▸ Exercise description: Word for word, print each line of the listing below; pictures stay out.

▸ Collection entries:
* * *

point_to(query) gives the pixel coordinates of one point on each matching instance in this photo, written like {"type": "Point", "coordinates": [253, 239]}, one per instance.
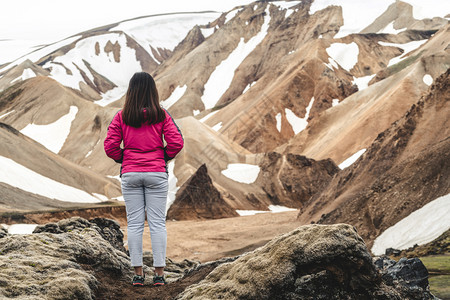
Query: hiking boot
{"type": "Point", "coordinates": [159, 280]}
{"type": "Point", "coordinates": [138, 280]}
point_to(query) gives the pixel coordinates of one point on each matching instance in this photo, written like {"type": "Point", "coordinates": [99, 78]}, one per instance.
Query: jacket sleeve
{"type": "Point", "coordinates": [113, 139]}
{"type": "Point", "coordinates": [173, 138]}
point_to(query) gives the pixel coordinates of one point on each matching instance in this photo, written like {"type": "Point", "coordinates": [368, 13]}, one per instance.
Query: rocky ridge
{"type": "Point", "coordinates": [311, 262]}
{"type": "Point", "coordinates": [387, 183]}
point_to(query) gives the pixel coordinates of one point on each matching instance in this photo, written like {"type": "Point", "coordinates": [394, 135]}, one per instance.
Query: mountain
{"type": "Point", "coordinates": [406, 167]}
{"type": "Point", "coordinates": [276, 100]}
{"type": "Point", "coordinates": [99, 63]}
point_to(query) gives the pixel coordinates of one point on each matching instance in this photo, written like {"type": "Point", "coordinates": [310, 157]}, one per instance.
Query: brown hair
{"type": "Point", "coordinates": [142, 102]}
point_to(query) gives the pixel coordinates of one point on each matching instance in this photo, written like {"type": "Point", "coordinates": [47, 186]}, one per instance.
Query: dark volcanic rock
{"type": "Point", "coordinates": [406, 167]}
{"type": "Point", "coordinates": [441, 245]}
{"type": "Point", "coordinates": [58, 266]}
{"type": "Point", "coordinates": [199, 199]}
{"type": "Point", "coordinates": [311, 262]}
{"type": "Point", "coordinates": [107, 228]}
{"type": "Point", "coordinates": [407, 272]}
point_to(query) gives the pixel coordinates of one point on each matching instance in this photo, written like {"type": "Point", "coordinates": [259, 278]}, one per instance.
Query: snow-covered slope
{"type": "Point", "coordinates": [420, 227]}
{"type": "Point", "coordinates": [99, 63]}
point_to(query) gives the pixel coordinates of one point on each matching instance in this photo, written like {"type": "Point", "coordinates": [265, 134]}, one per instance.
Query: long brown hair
{"type": "Point", "coordinates": [142, 96]}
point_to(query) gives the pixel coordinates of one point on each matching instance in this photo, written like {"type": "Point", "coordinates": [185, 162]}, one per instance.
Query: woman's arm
{"type": "Point", "coordinates": [173, 137]}
{"type": "Point", "coordinates": [113, 139]}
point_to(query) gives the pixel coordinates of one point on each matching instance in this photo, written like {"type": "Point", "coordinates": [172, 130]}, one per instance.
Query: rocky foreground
{"type": "Point", "coordinates": [80, 259]}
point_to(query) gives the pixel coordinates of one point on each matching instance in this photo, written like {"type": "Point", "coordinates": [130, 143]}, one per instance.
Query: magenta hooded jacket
{"type": "Point", "coordinates": [143, 148]}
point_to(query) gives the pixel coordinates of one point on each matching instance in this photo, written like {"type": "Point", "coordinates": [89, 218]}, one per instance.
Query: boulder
{"type": "Point", "coordinates": [67, 265]}
{"type": "Point", "coordinates": [311, 262]}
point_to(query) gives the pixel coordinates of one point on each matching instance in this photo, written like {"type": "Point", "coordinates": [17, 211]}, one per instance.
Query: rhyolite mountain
{"type": "Point", "coordinates": [271, 97]}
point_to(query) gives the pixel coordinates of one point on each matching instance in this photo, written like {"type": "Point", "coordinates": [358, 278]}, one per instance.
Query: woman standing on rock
{"type": "Point", "coordinates": [142, 126]}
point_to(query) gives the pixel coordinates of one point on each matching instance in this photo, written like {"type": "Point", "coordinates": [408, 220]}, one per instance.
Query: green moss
{"type": "Point", "coordinates": [440, 286]}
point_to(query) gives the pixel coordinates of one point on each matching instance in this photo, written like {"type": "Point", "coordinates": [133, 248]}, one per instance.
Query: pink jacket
{"type": "Point", "coordinates": [143, 147]}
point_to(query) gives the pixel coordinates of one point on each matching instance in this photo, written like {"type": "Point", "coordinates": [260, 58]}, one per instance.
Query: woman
{"type": "Point", "coordinates": [143, 126]}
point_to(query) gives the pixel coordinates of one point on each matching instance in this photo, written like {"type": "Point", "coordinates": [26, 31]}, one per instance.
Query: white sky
{"type": "Point", "coordinates": [56, 19]}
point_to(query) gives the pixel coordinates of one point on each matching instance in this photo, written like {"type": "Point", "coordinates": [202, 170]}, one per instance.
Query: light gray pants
{"type": "Point", "coordinates": [146, 192]}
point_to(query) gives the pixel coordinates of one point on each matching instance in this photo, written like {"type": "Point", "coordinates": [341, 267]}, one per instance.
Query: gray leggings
{"type": "Point", "coordinates": [146, 191]}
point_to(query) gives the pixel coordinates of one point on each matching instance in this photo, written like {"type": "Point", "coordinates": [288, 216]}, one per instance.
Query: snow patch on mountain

* * *

▸ The solution:
point_to(query) gives the pixel coordinates of one point on each matching instance in this photo, written like {"type": "Point", "coordinates": [253, 239]}, one per instance.
Query: hiking boot
{"type": "Point", "coordinates": [159, 280]}
{"type": "Point", "coordinates": [138, 280]}
point_to(query) gives the pixel coordinates of one point on each matching instance in this photo, written like {"type": "Point", "coordinates": [99, 78]}, one per instance.
Query: jacket sleeve
{"type": "Point", "coordinates": [113, 139]}
{"type": "Point", "coordinates": [173, 138]}
point_to(query) gives the pixel coordinates of one point on each matching instance in this photo, written like {"type": "Point", "coordinates": [368, 13]}, one per instance.
Query: rocky ridge
{"type": "Point", "coordinates": [311, 262]}
{"type": "Point", "coordinates": [387, 183]}
point_to(query) gives the pixel coordinates of one point on each matching instance in this photo, written like {"type": "Point", "coordinates": [394, 135]}, one per instance.
Query: mountain
{"type": "Point", "coordinates": [406, 167]}
{"type": "Point", "coordinates": [276, 100]}
{"type": "Point", "coordinates": [99, 63]}
point_to(query) gives the pixel coordinates of one point on each matching instance in this photo, written like {"type": "Point", "coordinates": [310, 157]}, one per instance.
Query: brown hair
{"type": "Point", "coordinates": [142, 102]}
point_to(query) gives the pixel coordinates of one point on each matching instance in this photo, written like {"type": "Point", "coordinates": [47, 186]}, one per instance.
Query: dark volcanic rock
{"type": "Point", "coordinates": [406, 167]}
{"type": "Point", "coordinates": [441, 245]}
{"type": "Point", "coordinates": [58, 266]}
{"type": "Point", "coordinates": [199, 199]}
{"type": "Point", "coordinates": [311, 262]}
{"type": "Point", "coordinates": [107, 228]}
{"type": "Point", "coordinates": [407, 272]}
point_to(query) gives the pixel coordinates of one point on each matching instance in this photo, written like {"type": "Point", "coordinates": [259, 278]}, one per instance.
Query: snow-covered slope
{"type": "Point", "coordinates": [420, 227]}
{"type": "Point", "coordinates": [99, 63]}
point_to(query) gives the pixel coordinates of one point on each matching instance in this photo, written like {"type": "Point", "coordinates": [265, 134]}, one per instance.
Query: long brown hair
{"type": "Point", "coordinates": [142, 96]}
point_to(query) gives the pixel coordinates of one point on each matching instance in this photo, written like {"type": "Point", "coordinates": [185, 162]}, one per instance.
Query: woman's arm
{"type": "Point", "coordinates": [173, 137]}
{"type": "Point", "coordinates": [113, 139]}
point_to(query) gives the pixel coordinates of one point on each matching instance in this photo, written like {"type": "Point", "coordinates": [172, 130]}, one per instance.
Query: rocky foreground
{"type": "Point", "coordinates": [80, 259]}
point_to(query) gives the pixel coordinates of one point on each matching instance in this photo, written like {"type": "Point", "coordinates": [130, 143]}, one per instance.
Query: magenta hooded jacket
{"type": "Point", "coordinates": [143, 148]}
point_to(query) gives the pixel coordinates of one point on each matching instance in this photo, written like {"type": "Point", "coordinates": [89, 218]}, one per instance.
Query: boulder
{"type": "Point", "coordinates": [67, 265]}
{"type": "Point", "coordinates": [311, 262]}
point_to(query) gives the pixel coordinates of one point on each matching instance in this photo, written like {"type": "Point", "coordinates": [17, 211]}, one per instance.
Query: rhyolite mountain
{"type": "Point", "coordinates": [271, 97]}
point_to(query) gives the pixel coordinates of one point on each matching instance in this photo, written like {"type": "Point", "coordinates": [358, 278]}, one per instance.
Query: woman standing on rock
{"type": "Point", "coordinates": [142, 126]}
point_to(query) gives the pixel coordinates of one point on each matching instance in this photo, written like {"type": "Point", "coordinates": [408, 220]}, one per instance.
Query: green moss
{"type": "Point", "coordinates": [440, 286]}
point_to(query) gives the pixel coordinates of one point on each matching instance in this photo, written like {"type": "Point", "coordinates": [133, 248]}, one per instance.
Query: pink jacket
{"type": "Point", "coordinates": [143, 147]}
point_to(query) gives the pixel coordinates of one point on each matching instance in this photo, written like {"type": "Point", "coordinates": [260, 58]}, one per instance.
Query: woman
{"type": "Point", "coordinates": [143, 126]}
point_to(query) gives the pixel coordinates of one point on each matching instance in this photo, written like {"type": "Point", "coordinates": [26, 31]}, one per instance.
Query: white sky
{"type": "Point", "coordinates": [56, 19]}
point_to(query) gives the pixel coordinates of one point on each matching instance in this photo, written like {"type": "Point", "coordinates": [202, 170]}, one per instance.
Query: light gray pants
{"type": "Point", "coordinates": [146, 192]}
point_to(query) gives the pixel coordinates of one point on each matching instance in this photo, written like {"type": "Point", "coordinates": [341, 267]}, one per instance.
Query: gray leggings
{"type": "Point", "coordinates": [146, 191]}
point_to(query) gives the pixel coordinates of one point on each matching instance in this photo, written like {"type": "Point", "coordinates": [288, 216]}, one per instance.
Query: snow patch on mountain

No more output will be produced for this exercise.